> [Supplied passage]:
○ ○ ○
10 March 2021

IceCube confirms a 60-year-old prediction from Niels Bohr Institute

NEUTRINO RESEARCH:

Scientists from Niels Bohr Institute are part of an international collaboration observing resonant interactions of high-energy neutrinos in Antarctica. The observation confirms a prediction made by Nobel laureate Sheldon Glashow while working at the Niels Bohr Institute in 1960.

The IceCube Laboratory at the South Pole.
The IceCube Laboratory at the South Pole. This building holds the computer servers that collect data from IceCube's sensors under the ice.

On December 6, 2016, a high-energy particle called an electron antineutrino hurtled to Earth from outer space at close to the speed of light carrying 6.3 petaelectronvolts (PeV) of energy. Deep inside the ice sheet at the South Pole, it smashed into an electron and produced a particle that quickly decayed into a shower of secondary particles. The interaction was captured by a massive telescope buried in the Antarctic glacier, the IceCube Neutrino Observatory.

IceCube had seen a Glashow resonance event, a phenomenon predicted by Nobel laureate physicist Sheldon Glashow in 1960. With this detection, scientists provided another confirmation of the Standard Model of particle physics. It also further demonstrated the ability of IceCube, which detects nearly massless particles called neutrinos using thousands of sensors embedded in the Antarctic ice, to do fundamental physics. The result was published March 11 in Nature.

Sheldon Glashow first proposed this resonance in 1960 when he was a postdoctoral researcher at what is today the Niels Bohr Institute. In a short paper published in Physical Review he predicted that an antineutrino (a neutrino's antimatter twin) could interact with an electron to produce an as-yet undiscovered particle—if the antineutrino had just the right energy—through a process known as resonance.
○ ○ ○
> [Recorded data]:
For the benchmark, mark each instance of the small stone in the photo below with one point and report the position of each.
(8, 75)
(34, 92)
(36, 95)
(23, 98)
○ ○ ○
> [What to produce]: Reproduce the entire article on IceCube confirming the Glashow resonance, word for word.

> [Response to the exercise]:
10 March 2021

IceCube confirms a 60-year-old prediction from Niels Bohr Institute

NEUTRINO RESEARCH:

Scientists from Niels Bohr Institute are part of an international collaboration observing resonant interactions of high-energy neutrinos in Antarctica. The observation confirms a prediction made by Nobel laureate Sheldon Glashow while working at the Niels Bohr Institute in 1960.

The IceCube Laboratory at the South Pole.
The IceCube Laboratory at the South Pole. This building holds the computer servers that collect data from IceCube's sensors under the ice.

On December 6, 2016, a high-energy particle called an electron antineutrino hurtled to Earth from outer space at close to the speed of light carrying 6.3 petaelectronvolts (PeV) of energy. Deep inside the ice sheet at the South Pole, it smashed into an electron and produced a particle that quickly decayed into a shower of secondary particles. The interaction was captured by a massive telescope buried in the Antarctic glacier, the IceCube Neutrino Observatory.

IceCube had seen a Glashow resonance event, a phenomenon predicted by Nobel laureate physicist Sheldon Glashow in 1960. With this detection, scientists provided another confirmation of the Standard Model of particle physics. It also further demonstrated the ability of IceCube, which detects nearly massless particles called neutrinos using thousands of sensors embedded in the Antarctic ice, to do fundamental physics. The result was published March 11 in Nature.

Sheldon Glashow first proposed this resonance in 1960 when he was a postdoctoral researcher at what is today the Niels Bohr Institute. In a short paper published in Physical Review he predicted that an antineutrino (a neutrino's antimatter twin) could interact with an electron to produce an as-yet undiscovered particle—if the antineutrino had just the right energy—through a process known as resonance.